■ Task directions
Count how many lines in the items below contain the string "instance", matching case exactly, and reply with that number alone.

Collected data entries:
^^^^

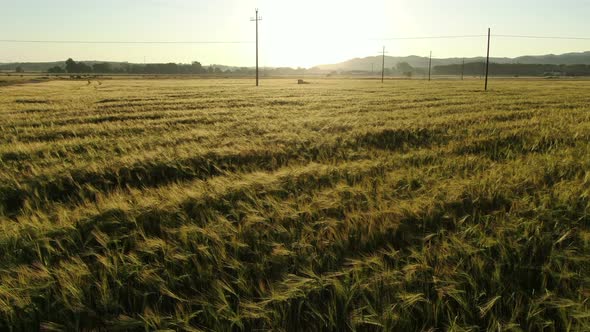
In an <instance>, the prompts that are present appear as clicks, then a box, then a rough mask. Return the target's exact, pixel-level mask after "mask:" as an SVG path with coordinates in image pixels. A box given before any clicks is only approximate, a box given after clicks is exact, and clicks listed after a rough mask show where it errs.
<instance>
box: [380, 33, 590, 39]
mask: <svg viewBox="0 0 590 332" xmlns="http://www.w3.org/2000/svg"><path fill="white" fill-rule="evenodd" d="M487 36H488V35H487V34H486V35H454V36H453V35H446V36H421V37H390V38H373V39H371V40H420V39H460V38H482V37H487ZM492 37H503V38H528V39H562V40H590V37H568V36H529V35H506V34H503V35H492Z"/></svg>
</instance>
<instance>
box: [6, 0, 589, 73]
mask: <svg viewBox="0 0 590 332" xmlns="http://www.w3.org/2000/svg"><path fill="white" fill-rule="evenodd" d="M486 6H487V7H486ZM256 7H258V8H259V9H260V14H261V16H262V18H263V20H262V22H261V23H260V54H261V55H260V64H261V66H303V67H309V66H313V65H317V64H323V63H335V62H340V61H343V60H347V59H350V58H353V57H364V56H370V55H376V54H377V53H379V51H380V50H381V47H382V45H385V46H386V47H387V49H388V51H389V54H390V55H412V54H414V55H427V54H428V52H429V51H430V50H432V51H433V53H434V56H435V57H454V56H457V57H463V56H481V55H484V53H485V43H486V40H485V38H469V39H452V40H380V39H382V38H389V37H408V36H409V37H412V36H441V35H473V34H485V33H487V28H488V26H489V27H491V28H492V34H512V35H541V36H572V37H590V20H589V19H588V16H590V15H589V14H590V0H560V1H557V0H536V1H533V0H520V1H516V0H496V1H490V2H488V1H485V2H484V1H473V0H471V1H468V0H446V1H442V0H364V1H352V0H349V1H346V0H297V1H294V0H293V1H286V0H215V1H214V0H102V1H97V0H0V40H4V39H11V40H14V39H20V40H83V41H254V37H255V35H254V32H255V30H254V29H255V27H254V22H250V17H252V16H254V8H256ZM587 50H590V40H539V39H508V38H499V37H498V38H495V39H493V40H492V55H493V56H519V55H529V54H547V53H556V54H557V53H565V52H575V51H587ZM68 57H73V58H74V59H77V60H94V59H96V60H111V61H130V62H139V63H141V62H143V61H144V57H145V59H146V60H147V62H191V61H193V60H196V61H200V62H201V63H203V64H227V65H239V66H251V65H253V62H254V44H229V45H224V44H214V45H211V44H199V45H194V44H193V45H183V44H182V45H178V44H174V45H160V44H157V45H143V44H141V45H139V44H136V45H125V44H115V45H113V44H26V43H24V44H20V43H18V44H17V43H2V42H0V62H9V61H54V60H64V59H66V58H68Z"/></svg>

^^^^

■ Exercise result
4